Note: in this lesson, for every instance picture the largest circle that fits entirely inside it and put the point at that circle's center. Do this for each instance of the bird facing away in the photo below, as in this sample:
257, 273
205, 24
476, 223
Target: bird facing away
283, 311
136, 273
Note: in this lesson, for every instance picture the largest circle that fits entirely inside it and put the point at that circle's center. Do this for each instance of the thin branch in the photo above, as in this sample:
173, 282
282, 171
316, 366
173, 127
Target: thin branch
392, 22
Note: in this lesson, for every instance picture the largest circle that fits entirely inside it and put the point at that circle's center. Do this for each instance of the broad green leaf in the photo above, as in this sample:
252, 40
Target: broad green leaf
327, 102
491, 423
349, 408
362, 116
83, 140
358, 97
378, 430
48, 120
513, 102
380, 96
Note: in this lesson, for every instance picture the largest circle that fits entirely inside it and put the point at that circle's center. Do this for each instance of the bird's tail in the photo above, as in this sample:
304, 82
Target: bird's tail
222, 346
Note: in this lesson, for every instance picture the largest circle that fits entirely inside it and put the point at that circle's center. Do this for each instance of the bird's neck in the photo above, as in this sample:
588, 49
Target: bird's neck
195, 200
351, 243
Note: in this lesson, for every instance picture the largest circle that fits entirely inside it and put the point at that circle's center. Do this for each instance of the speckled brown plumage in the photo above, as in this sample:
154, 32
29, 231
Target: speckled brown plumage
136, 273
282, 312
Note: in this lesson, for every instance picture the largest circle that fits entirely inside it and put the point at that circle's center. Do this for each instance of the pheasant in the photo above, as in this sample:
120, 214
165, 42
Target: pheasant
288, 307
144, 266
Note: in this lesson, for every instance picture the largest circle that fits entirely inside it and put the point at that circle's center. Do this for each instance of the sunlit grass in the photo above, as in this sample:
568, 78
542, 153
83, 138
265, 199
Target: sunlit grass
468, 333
........
**Instructions for the task:** Exactly as written, give the line containing "the bird's tail" and all remaining lines of the records.

**Completed task:**
Note: in this lesson, for every instance picture the largest circle that fits entirely inside it and put the point at that circle's center. Do this for each instance of the bird's tail in the photo above, as in this sample:
304, 82
Target: bird's tail
222, 346
Note: in this lesson, for every instance picture the largest circle that fits entirely inside it and put the point at that circle's center. Do this for each instance of the bird's neck in the photo above, as in this sample:
588, 49
Target: bird's neck
195, 200
351, 243
Note: in this lesson, for every instance picture the largest circle that fits entirely inside it and put the point at that circle's center. Do this for each instance of the speckled brown plumage in the photo above, as in this sample:
154, 32
29, 231
Target: speckled brown plumage
136, 273
282, 312
Note: in this lesson, for every instance picture the largest circle that fits entirely inside it and put the point at that circle's center. Do this for each instance of the pheasant in the photo above, as in this sample:
120, 214
165, 42
Target: pheasant
288, 307
144, 266
Note: in this lesson, for every instance picture the largest circle that fits entirely inside it and put the point at that circle's center. Do this for each instance of the sunlit grass in the photo above, as in this sample:
568, 78
542, 153
83, 138
265, 199
Target: sunlit grass
468, 333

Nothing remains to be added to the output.